(Saved entries)
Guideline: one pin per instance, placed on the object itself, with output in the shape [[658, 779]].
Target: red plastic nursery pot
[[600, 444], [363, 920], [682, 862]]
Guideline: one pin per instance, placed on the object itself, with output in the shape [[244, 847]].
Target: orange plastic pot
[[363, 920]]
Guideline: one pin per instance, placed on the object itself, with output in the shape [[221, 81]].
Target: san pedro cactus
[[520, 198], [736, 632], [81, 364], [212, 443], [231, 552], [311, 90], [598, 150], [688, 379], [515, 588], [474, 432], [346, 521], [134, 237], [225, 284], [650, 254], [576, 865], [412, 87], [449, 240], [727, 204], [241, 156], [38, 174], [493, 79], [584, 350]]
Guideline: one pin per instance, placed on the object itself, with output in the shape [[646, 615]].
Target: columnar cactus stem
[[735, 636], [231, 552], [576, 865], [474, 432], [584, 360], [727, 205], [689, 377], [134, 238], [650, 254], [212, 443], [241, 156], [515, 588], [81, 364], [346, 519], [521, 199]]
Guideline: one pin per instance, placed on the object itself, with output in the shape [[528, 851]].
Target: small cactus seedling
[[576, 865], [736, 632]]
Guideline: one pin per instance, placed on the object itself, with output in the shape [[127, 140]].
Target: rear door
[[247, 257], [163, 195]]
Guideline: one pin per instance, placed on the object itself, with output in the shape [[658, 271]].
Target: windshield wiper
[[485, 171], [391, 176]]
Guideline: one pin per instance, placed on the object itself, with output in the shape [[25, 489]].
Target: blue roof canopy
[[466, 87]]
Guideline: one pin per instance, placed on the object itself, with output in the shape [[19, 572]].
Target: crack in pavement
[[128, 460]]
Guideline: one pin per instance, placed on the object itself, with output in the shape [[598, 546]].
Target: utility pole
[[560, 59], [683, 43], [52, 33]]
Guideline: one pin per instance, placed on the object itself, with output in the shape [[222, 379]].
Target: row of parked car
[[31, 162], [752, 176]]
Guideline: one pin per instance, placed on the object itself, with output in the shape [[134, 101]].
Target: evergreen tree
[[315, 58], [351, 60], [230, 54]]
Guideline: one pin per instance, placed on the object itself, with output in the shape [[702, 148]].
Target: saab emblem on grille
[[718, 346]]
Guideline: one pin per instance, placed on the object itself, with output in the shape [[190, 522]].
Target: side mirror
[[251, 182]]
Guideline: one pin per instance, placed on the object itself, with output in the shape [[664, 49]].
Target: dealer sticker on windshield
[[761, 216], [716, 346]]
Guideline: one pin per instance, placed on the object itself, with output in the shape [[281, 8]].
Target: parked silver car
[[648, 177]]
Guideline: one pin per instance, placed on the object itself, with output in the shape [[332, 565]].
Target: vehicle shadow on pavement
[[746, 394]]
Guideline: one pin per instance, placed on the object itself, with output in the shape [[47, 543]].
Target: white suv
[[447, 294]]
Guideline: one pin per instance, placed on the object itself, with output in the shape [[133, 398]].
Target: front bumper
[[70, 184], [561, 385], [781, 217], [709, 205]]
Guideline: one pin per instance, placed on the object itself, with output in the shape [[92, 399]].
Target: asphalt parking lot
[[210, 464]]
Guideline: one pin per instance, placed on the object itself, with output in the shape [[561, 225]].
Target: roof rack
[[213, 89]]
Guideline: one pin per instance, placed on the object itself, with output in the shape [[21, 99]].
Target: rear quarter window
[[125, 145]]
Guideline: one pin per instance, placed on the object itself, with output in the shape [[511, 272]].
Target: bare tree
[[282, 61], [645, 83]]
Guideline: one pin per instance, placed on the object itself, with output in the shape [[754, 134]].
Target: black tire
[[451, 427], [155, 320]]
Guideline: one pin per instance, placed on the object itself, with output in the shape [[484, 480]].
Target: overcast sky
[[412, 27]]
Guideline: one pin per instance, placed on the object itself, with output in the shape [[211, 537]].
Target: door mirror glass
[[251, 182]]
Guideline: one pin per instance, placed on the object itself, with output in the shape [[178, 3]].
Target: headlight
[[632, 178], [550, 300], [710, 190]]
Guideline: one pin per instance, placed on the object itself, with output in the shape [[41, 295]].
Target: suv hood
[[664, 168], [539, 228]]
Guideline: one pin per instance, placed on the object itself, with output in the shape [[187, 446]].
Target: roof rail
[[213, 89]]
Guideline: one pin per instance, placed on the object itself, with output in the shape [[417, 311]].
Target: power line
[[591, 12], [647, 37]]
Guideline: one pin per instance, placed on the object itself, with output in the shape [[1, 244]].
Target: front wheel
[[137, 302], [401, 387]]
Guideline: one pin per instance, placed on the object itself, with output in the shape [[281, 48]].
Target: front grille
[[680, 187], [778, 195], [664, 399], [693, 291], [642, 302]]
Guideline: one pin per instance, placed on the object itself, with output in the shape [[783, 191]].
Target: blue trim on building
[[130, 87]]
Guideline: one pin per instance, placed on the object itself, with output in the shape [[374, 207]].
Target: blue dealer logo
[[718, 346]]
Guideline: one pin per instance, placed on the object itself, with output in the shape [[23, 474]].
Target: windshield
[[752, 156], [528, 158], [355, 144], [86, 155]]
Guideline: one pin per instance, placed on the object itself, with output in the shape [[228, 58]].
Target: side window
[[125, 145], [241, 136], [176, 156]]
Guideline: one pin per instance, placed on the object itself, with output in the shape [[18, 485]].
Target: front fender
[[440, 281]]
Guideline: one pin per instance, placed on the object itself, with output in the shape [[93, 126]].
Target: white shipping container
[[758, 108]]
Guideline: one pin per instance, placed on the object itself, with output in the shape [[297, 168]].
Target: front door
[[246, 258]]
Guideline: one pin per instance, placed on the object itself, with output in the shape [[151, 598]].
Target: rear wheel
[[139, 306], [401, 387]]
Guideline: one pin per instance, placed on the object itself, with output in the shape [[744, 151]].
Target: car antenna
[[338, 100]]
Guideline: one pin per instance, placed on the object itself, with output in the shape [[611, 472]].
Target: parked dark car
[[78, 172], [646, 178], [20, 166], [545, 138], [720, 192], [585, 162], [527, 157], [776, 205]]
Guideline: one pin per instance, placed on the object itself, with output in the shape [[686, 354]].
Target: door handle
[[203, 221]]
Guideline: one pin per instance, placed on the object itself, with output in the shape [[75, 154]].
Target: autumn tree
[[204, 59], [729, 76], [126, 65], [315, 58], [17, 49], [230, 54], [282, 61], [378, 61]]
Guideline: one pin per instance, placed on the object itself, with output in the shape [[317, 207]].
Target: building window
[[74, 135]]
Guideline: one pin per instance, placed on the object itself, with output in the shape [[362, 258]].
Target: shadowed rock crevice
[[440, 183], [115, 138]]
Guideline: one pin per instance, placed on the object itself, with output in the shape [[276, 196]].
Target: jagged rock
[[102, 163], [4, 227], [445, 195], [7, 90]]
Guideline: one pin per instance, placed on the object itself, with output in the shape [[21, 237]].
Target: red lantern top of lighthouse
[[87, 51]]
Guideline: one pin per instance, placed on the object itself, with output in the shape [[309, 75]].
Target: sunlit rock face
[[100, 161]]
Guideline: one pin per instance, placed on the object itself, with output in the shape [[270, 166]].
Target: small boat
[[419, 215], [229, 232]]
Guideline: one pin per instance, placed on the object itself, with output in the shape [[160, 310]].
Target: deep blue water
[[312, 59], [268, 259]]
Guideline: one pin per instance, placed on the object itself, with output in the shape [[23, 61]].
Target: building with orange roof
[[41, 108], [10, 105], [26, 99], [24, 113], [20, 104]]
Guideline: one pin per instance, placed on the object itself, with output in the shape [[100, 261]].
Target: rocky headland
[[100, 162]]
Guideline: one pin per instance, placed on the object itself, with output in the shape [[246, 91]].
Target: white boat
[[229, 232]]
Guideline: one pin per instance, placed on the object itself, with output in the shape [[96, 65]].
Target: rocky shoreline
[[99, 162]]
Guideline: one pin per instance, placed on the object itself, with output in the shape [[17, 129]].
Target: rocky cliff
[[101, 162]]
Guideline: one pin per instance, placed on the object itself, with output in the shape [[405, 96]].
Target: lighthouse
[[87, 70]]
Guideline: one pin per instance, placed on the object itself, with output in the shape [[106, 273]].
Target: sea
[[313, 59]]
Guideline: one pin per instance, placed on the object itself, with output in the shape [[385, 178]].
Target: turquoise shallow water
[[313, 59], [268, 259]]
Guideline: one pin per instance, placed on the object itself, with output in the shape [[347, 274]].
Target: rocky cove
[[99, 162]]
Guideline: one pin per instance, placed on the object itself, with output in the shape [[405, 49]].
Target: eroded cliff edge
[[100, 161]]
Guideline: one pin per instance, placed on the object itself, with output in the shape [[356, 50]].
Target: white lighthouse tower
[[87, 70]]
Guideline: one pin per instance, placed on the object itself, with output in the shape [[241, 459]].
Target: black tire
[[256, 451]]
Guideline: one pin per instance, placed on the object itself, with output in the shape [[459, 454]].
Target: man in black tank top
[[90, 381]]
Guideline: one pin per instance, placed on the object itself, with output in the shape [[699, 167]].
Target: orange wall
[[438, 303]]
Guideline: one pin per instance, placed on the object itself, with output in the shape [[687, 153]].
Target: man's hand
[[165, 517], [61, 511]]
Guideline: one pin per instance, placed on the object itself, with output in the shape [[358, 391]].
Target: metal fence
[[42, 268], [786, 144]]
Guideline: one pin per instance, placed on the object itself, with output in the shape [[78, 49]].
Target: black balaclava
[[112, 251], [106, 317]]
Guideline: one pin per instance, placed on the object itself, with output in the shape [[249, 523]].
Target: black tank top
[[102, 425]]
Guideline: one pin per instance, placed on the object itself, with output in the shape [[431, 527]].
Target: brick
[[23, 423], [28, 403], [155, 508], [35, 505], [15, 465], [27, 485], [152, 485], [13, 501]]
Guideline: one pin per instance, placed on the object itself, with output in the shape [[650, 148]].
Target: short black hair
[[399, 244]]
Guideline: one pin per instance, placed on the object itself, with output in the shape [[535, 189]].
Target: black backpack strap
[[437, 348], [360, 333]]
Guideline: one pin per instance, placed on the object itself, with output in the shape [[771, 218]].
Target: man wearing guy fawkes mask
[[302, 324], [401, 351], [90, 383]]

> _WORK TO BE COMPLETED_:
From the entries above, give again exactly the lines running from the line with "Target: door handle" to the line with "shape [[405, 96]]."; include both of those lines.

> _ANSWER AREA_:
Target: door handle
[[203, 221]]
Guideline: one pin per instance, placed on the object itself, with output in the shape [[75, 154]].
Target: autumn tree
[[204, 59], [729, 76], [126, 65], [315, 58], [17, 49], [230, 54], [282, 61], [378, 61]]
Guideline: one pin per instance, placed on the object itself, with output in the shape [[317, 207]].
Target: building window
[[74, 135]]
Guideline: one pin per instance, placed on the object itself, with output in the shape [[362, 258]].
Target: shadowed rock crevice
[[440, 183], [115, 138]]
Guideline: one pin per instance, placed on the object itself, with output in the shape [[276, 196]].
Target: jagged rock
[[102, 163], [4, 227], [445, 195], [7, 90]]
Guideline: one pin per instance, placed on the object itself, with output in the shape [[21, 237]].
Target: red lantern top of lighthouse
[[87, 51]]
Guideline: one pin per instance, placed on the object itself, with output in the shape [[309, 75]].
Target: sunlit rock face
[[100, 161]]
Guideline: one pin per instance, placed on the object itself, with output in the shape [[270, 166]].
Target: small boat
[[419, 215], [229, 232]]
Guideline: one pin per instance, placed on the object itself, with output in the shape [[160, 310]].
Target: deep blue water
[[312, 59], [268, 259]]
Guideline: one pin per instance, placed on the object itself, with output in the shape [[23, 61]].
Target: building with orange roof
[[41, 108], [10, 105], [26, 99], [24, 113], [20, 104]]
Guideline: one pin per instance, placed on the object itself, with output in the shape [[100, 261]].
Target: rocky headland
[[100, 162]]
Guideline: one pin per instance, placed on the object itself, with output in the shape [[246, 91]].
Target: white boat
[[229, 232]]
Guideline: one pin per instance, placed on the object itself, with output in the shape [[96, 65]].
Target: rocky shoreline
[[99, 162]]
Guideline: one pin per instance, placed on the object itself, with output in the shape [[17, 129]].
Target: rocky cliff
[[101, 162]]
Guideline: one pin per instance, placed on the object itself, with output in the shape [[405, 96]].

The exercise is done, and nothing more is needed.